=== WHAT TO WORK ON ===
Look through the records below and state how many lines carry the string "stamen", adding nothing.

=== DATA EXCERPTS ===
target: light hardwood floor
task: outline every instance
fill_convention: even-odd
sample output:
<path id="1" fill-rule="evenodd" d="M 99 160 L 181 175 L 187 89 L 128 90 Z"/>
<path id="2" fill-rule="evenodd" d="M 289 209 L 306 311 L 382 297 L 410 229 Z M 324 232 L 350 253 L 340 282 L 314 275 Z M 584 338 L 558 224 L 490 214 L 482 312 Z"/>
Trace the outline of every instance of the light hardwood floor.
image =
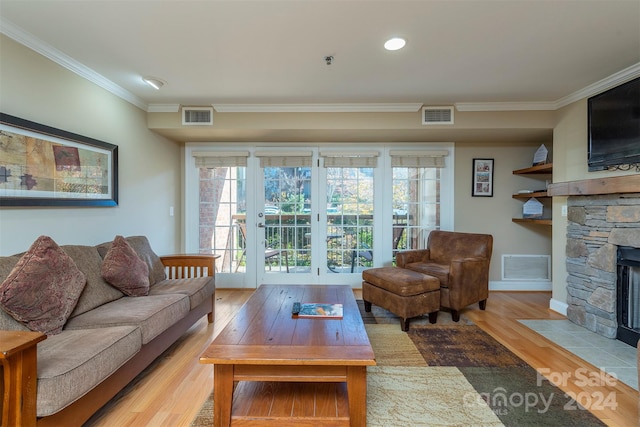
<path id="1" fill-rule="evenodd" d="M 354 292 L 356 298 L 361 298 L 359 290 Z M 201 365 L 198 358 L 251 293 L 250 290 L 218 289 L 215 322 L 210 325 L 206 318 L 201 319 L 85 426 L 188 427 L 213 387 L 212 366 Z M 602 410 L 592 410 L 607 425 L 640 425 L 636 390 L 616 381 L 611 381 L 613 385 L 603 384 L 607 381 L 601 380 L 597 368 L 517 321 L 562 319 L 548 309 L 550 297 L 547 292 L 492 292 L 486 311 L 474 305 L 466 309 L 465 314 L 534 368 L 546 369 L 554 377 L 562 373 L 566 377 L 568 373 L 571 378 L 558 384 L 565 392 L 584 398 L 612 396 L 614 400 L 608 402 L 615 403 L 615 409 L 610 408 L 613 405 L 603 405 Z M 440 313 L 440 316 L 449 316 L 449 313 Z M 584 381 L 582 369 L 585 368 L 589 370 L 586 375 L 590 381 Z M 576 372 L 580 375 L 575 375 Z M 585 382 L 589 384 L 579 386 Z"/>

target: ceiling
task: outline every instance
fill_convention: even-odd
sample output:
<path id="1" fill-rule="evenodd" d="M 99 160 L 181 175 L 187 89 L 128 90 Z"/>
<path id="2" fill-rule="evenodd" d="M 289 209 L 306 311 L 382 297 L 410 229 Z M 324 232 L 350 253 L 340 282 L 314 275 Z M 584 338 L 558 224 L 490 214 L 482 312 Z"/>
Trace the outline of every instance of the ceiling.
<path id="1" fill-rule="evenodd" d="M 147 110 L 553 109 L 620 71 L 640 74 L 639 0 L 0 0 L 0 18 L 4 34 Z M 406 38 L 406 47 L 385 51 L 391 36 Z M 155 90 L 142 76 L 166 85 Z"/>

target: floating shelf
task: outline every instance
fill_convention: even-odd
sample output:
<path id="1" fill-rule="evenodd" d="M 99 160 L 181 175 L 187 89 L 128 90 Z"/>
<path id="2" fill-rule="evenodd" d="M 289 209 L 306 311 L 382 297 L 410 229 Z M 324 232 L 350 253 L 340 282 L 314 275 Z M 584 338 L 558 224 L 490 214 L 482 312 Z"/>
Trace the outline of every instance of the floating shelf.
<path id="1" fill-rule="evenodd" d="M 549 175 L 553 172 L 553 163 L 546 163 L 544 165 L 531 166 L 529 168 L 514 170 L 514 175 Z M 537 199 L 546 199 L 549 198 L 549 194 L 547 191 L 536 191 L 533 193 L 516 193 L 511 197 L 514 199 L 530 199 L 535 197 Z M 513 222 L 517 223 L 529 223 L 529 224 L 540 224 L 540 225 L 551 225 L 551 219 L 540 218 L 540 219 L 532 219 L 532 218 L 512 218 Z"/>
<path id="2" fill-rule="evenodd" d="M 513 222 L 520 222 L 520 223 L 529 223 L 529 224 L 541 224 L 541 225 L 551 225 L 552 222 L 550 219 L 533 219 L 533 218 L 512 218 L 511 221 Z"/>
<path id="3" fill-rule="evenodd" d="M 549 197 L 549 195 L 546 191 L 536 191 L 535 193 L 516 193 L 511 197 L 513 197 L 514 199 L 530 199 L 532 197 Z"/>
<path id="4" fill-rule="evenodd" d="M 553 163 L 545 163 L 544 165 L 531 166 L 530 168 L 518 169 L 513 171 L 514 175 L 530 175 L 530 174 L 550 174 L 553 172 Z"/>

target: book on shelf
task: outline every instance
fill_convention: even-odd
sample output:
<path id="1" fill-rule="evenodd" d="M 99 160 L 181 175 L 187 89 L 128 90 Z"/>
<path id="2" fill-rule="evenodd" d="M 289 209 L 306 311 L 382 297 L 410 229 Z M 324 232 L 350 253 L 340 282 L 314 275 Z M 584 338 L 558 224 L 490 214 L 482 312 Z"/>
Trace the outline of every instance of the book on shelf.
<path id="1" fill-rule="evenodd" d="M 342 304 L 326 304 L 326 303 L 309 303 L 304 302 L 300 304 L 300 312 L 297 317 L 308 318 L 342 318 Z"/>

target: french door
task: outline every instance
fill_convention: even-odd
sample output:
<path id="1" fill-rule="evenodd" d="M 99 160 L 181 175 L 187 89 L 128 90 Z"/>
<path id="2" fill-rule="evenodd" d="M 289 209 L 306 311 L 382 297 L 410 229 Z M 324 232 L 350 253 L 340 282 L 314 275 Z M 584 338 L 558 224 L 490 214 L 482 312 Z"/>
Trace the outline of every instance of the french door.
<path id="1" fill-rule="evenodd" d="M 358 287 L 364 269 L 393 265 L 397 250 L 447 227 L 444 161 L 384 147 L 206 148 L 185 153 L 194 162 L 185 168 L 185 244 L 220 256 L 221 287 Z"/>

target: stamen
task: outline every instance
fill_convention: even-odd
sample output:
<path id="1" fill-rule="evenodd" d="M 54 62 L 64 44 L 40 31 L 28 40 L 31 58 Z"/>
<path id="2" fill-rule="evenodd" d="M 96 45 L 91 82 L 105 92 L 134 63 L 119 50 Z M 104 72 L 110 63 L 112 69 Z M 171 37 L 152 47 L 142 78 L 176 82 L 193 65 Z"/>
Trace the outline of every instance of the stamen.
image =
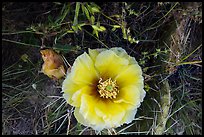
<path id="1" fill-rule="evenodd" d="M 118 86 L 116 84 L 116 80 L 112 81 L 111 78 L 102 82 L 102 78 L 99 79 L 98 92 L 100 97 L 103 98 L 116 98 L 117 94 L 119 93 Z"/>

=== REPLY TO THE EXERCISE ===
2